§ **Passage provided**:
──────────
For drawing a CareMap, the three key starting questions are: Who all do you care for? Who else cares for them? Who cares for or supports you?
Our working definition of “providing care” or “caregiving” is: everything you do to assist a relative or friend due to that person’s illness, disability, injury or frailty, and that you do for your own health.
We leave it to you to decide whether some action is just normal interaction, or something extra “due to that person’s illness …”.
Here are some categories of types of care:
Care Coordination, such as:
- Keeping family and friends informed
- Managing family and paid home care aides
- Managing community services (paratransit, meals on wheels, etc.)
Financial, such as:
- Providing direct financial support
- Providing reassurance of financial support when needed
Healthcare Management, such as:
- Arranging appointments
- Communicating with health professionals
- Visits with health professionals
- Buying prescriptions and supplies
- Managing insurance and payments
- Researching conditions and treatments
- Researching healthcare costs
Household Chores (sometimes referred to as IADLs), such as:
- Getting / Moving / Using things
- Managing bills and savings
- Transportation to/from home
Medical Activities (sometimes referred to as nursing tasks), such as:
- Assisting with consumption of medications and supplements (including injections, IVs, oxygen, etc.)
──────────
Referring expression data:
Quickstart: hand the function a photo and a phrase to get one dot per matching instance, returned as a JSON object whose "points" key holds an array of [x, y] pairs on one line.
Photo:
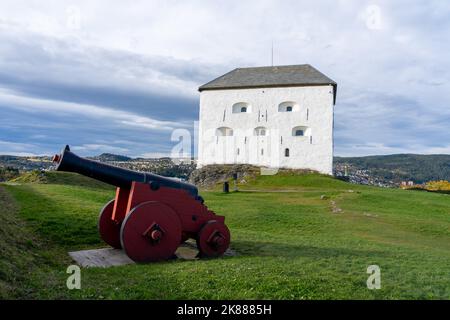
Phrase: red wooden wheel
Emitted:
{"points": [[109, 230], [213, 239], [151, 232]]}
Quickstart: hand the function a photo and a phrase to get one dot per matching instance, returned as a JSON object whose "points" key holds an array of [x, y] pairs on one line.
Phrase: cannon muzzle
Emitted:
{"points": [[119, 177]]}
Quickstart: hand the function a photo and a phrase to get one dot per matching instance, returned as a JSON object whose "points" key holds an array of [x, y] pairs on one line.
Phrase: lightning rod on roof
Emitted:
{"points": [[272, 53]]}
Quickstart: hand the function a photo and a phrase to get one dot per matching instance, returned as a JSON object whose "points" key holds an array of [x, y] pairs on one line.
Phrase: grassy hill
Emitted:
{"points": [[296, 237]]}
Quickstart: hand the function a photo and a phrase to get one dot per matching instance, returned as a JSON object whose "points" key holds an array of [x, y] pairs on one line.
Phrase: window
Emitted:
{"points": [[260, 131], [241, 107], [301, 131], [224, 131], [288, 106]]}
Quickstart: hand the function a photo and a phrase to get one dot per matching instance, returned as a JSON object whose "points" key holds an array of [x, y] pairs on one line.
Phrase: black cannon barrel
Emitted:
{"points": [[119, 177]]}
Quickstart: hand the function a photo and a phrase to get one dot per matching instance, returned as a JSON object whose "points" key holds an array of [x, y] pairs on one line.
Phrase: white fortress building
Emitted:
{"points": [[276, 117]]}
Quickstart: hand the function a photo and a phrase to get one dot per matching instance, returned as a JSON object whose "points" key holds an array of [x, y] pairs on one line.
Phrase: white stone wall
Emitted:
{"points": [[313, 110]]}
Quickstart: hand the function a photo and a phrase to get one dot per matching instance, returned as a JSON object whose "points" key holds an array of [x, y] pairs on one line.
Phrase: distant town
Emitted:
{"points": [[393, 171]]}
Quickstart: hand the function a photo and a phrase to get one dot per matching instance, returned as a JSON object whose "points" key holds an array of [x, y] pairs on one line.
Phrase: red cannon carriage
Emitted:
{"points": [[151, 215]]}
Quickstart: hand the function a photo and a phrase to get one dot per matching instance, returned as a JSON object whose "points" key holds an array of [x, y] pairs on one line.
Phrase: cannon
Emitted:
{"points": [[151, 215]]}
──────────
§ **Task requirements**:
A. According to the CareMap text, what makes an action count as caregiving rather than ordinary interaction, and who decides? Answer in one to three sentences.
B. Continue the CareMap text from where it stops.
The listing has no connection to the CareMap text.

§ **Results by task**:
A. An action counts as caregiving when it is done to assist a relative or friend because of that person's illness, disability, injury or frailty. The text leaves it to the reader to decide whether a given action is normal interaction or something extra done for that reason.

B.
- Helping with exercises and therapies
- Managing medications and supplements (including organizing, reminding, and tracking)
- Preparing and maintaining medical equipment
- Preparing special meals
- Tracking symptoms and body measurements (weight, blood pressure, etc.)
- Wound management
Personal Help (sometimes referred to as ADLs), such as:
- Bathing and toileting (including assistance with incontinence)
- Dressing and grooming
- Getting in/out of bed, chair, etc.
- Moving around the home
Social / Emotional, such as:
- Providing companionship and emotional support
- Planning and supporting participation in social activities
Other, such as:
- Everything else!
For the third question — Who cares for or supports you? — we expand this to include actions that allow a caregiver the time, space or money to care for someone else. For example, a sibling gives money so that the caregiver can leave work to care for a parent, or a neighbor mows the lawn so that the caregiver has more time to care for a child.